══ Material supplied
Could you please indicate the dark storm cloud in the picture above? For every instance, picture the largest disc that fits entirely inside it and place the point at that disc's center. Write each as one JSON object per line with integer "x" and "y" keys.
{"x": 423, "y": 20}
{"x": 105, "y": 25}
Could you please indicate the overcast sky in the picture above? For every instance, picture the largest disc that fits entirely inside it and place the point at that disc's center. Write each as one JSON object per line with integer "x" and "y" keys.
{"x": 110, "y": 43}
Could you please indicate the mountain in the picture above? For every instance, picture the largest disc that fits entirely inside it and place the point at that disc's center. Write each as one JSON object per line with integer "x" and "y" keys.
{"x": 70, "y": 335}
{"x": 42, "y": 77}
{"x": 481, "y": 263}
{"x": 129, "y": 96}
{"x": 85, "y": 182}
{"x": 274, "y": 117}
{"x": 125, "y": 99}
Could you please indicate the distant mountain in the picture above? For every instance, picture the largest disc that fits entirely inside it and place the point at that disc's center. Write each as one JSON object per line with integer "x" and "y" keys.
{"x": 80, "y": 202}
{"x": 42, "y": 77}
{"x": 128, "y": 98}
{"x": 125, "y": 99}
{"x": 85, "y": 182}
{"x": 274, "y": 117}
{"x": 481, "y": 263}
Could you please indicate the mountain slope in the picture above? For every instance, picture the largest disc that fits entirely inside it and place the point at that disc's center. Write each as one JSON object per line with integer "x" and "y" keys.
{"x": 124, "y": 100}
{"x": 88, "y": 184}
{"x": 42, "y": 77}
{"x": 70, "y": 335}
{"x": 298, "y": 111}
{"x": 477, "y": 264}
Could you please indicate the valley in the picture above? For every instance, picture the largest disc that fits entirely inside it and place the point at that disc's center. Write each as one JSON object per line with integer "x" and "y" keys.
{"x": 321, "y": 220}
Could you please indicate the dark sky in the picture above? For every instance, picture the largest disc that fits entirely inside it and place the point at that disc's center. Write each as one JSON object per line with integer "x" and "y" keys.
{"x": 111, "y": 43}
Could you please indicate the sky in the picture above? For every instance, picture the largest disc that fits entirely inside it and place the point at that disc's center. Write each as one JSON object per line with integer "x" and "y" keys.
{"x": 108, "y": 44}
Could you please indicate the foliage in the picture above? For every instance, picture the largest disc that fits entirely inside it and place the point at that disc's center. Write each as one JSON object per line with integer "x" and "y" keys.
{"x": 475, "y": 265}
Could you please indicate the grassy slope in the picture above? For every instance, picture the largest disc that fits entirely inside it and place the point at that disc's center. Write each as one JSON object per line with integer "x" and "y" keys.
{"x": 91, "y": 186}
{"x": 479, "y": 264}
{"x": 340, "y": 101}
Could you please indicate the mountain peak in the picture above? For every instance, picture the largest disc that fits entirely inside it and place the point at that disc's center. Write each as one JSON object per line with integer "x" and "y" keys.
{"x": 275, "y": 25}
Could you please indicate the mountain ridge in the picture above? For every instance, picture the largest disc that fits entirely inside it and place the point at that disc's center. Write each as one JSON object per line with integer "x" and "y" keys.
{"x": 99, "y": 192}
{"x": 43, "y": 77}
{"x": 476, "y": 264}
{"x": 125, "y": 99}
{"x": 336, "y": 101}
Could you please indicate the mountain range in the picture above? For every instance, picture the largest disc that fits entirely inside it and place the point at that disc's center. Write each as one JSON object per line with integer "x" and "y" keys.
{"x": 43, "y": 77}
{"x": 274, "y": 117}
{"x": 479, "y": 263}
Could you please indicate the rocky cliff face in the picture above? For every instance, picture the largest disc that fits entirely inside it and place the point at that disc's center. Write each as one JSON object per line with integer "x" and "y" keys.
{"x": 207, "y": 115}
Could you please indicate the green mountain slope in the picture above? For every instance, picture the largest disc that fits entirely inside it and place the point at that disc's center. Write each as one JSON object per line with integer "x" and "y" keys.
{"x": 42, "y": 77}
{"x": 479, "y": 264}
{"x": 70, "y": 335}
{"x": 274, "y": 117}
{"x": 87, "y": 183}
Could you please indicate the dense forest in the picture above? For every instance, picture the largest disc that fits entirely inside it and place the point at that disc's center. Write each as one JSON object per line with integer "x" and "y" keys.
════
Direction →
Every line above should be retyped exactly as given.

Output for this task →
Could you please indicate the dark storm cloud in the picture above? For every instance, picture the largest disc that fits entirely inside it and place the point at that disc's center. Write each as one JSON object per line with integer "x" and "y" keys.
{"x": 423, "y": 20}
{"x": 105, "y": 25}
Could you please indicate the overcast sky in the picture above? For every instance, picture the largest disc that fits entirely inside it and place the point at that disc's center. Write each as one JSON object per line with integer "x" and "y" keys.
{"x": 110, "y": 43}
Could you please indicate the mountain in the picture above? For every instance, picture the largest disc that fits entirely inside it and place the point at that disc's center. Write each as one JSON object per line with integer "x" and "y" keys.
{"x": 70, "y": 335}
{"x": 42, "y": 77}
{"x": 481, "y": 263}
{"x": 129, "y": 96}
{"x": 85, "y": 182}
{"x": 274, "y": 117}
{"x": 125, "y": 99}
Could you please indicate the distant mountain in the picture above? For every instance, picture the largest disc that fits entirely inside it and place the point at that disc's center. Write each as one JSON object per line with integer "x" and "y" keys.
{"x": 80, "y": 202}
{"x": 42, "y": 77}
{"x": 128, "y": 98}
{"x": 125, "y": 99}
{"x": 85, "y": 182}
{"x": 274, "y": 117}
{"x": 481, "y": 263}
Could you please indicate the mountain slope in the picture above? For every instance, picture the largest disc that fits entirely inside it and place the point at that disc's center. Write each as one JSON object per line with integer "x" and "y" keys.
{"x": 124, "y": 100}
{"x": 88, "y": 184}
{"x": 42, "y": 77}
{"x": 70, "y": 335}
{"x": 298, "y": 111}
{"x": 477, "y": 264}
Could you please indicate the valley in the picture above? For every instance, picture the largest disc that fits entirely inside it and place the point at that disc's center. Write each as one JSON object per line with integer "x" and "y" keys.
{"x": 321, "y": 220}
Could you please indicate the dark sky in the picture above? For every instance, picture the largest disc that fits entirely inside it and place the point at that disc's center. Write each as one JSON object per line with integer "x" and "y" keys.
{"x": 111, "y": 43}
Could you please indicate the sky in the picture above? For every instance, picture the largest disc that fits entirely inside it and place the point at that disc's center. Write each as one JSON object per line with integer "x" and "y" keys.
{"x": 108, "y": 44}
Could you please indicate the foliage in the picture above? For every instance, picture the largest disc that fits entirely inside it and place the point at that disc's center. Write each as one JSON object per line with integer "x" and "y" keys.
{"x": 475, "y": 265}
Could you please indicate the grassy slope in the picture above? For every instance, picture the largest disc that fits entirely inside it and place the point at that disc's center. Write each as one JSON object per line with integer "x" and "y" keys.
{"x": 91, "y": 186}
{"x": 479, "y": 264}
{"x": 340, "y": 101}
Could you please indicate the mountain peak in the picture above? For every instance, picture the largest disc that fits entirely inside it and place the point at that disc's center. Write each as one JSON object per line with integer "x" and "y" keys.
{"x": 275, "y": 25}
Could you please indicate the mountain ridge in the picture above? For every instance, picture the largest disc that fits entirely inside it and place the point at that disc's center. Write each as one JSON object per line with integer "x" and "y" keys.
{"x": 99, "y": 192}
{"x": 43, "y": 77}
{"x": 476, "y": 264}
{"x": 125, "y": 99}
{"x": 336, "y": 101}
Could you please indicate the mountain range in the picture above? For every instance, picture the largest disc that fits entirely inside it and place the point at that disc's center. Write each as one JSON object per line with integer "x" and "y" keys.
{"x": 43, "y": 77}
{"x": 274, "y": 117}
{"x": 479, "y": 263}
Could you please indicate the rocky cliff face in the picture above? For every instance, picture the largest disc that fits entirely inside it and place the point at that disc's center. Write each as one JSON object per line with integer "x" and "y" keys.
{"x": 207, "y": 115}
Could you please indicate the green mountain slope in the picture above? For every instance, picture the largest disc that fits entirely inside it and place the point at that disc's center. Write each as one JSON object per line with integer "x" and "y" keys.
{"x": 42, "y": 77}
{"x": 479, "y": 264}
{"x": 70, "y": 335}
{"x": 274, "y": 117}
{"x": 87, "y": 183}
Could you please indicate the dense forest in the picture above? For every instance, picture the largest disc that fits entirely inside it and place the point at that disc's center. Write each as one JSON object per line with integer "x" and "y" keys.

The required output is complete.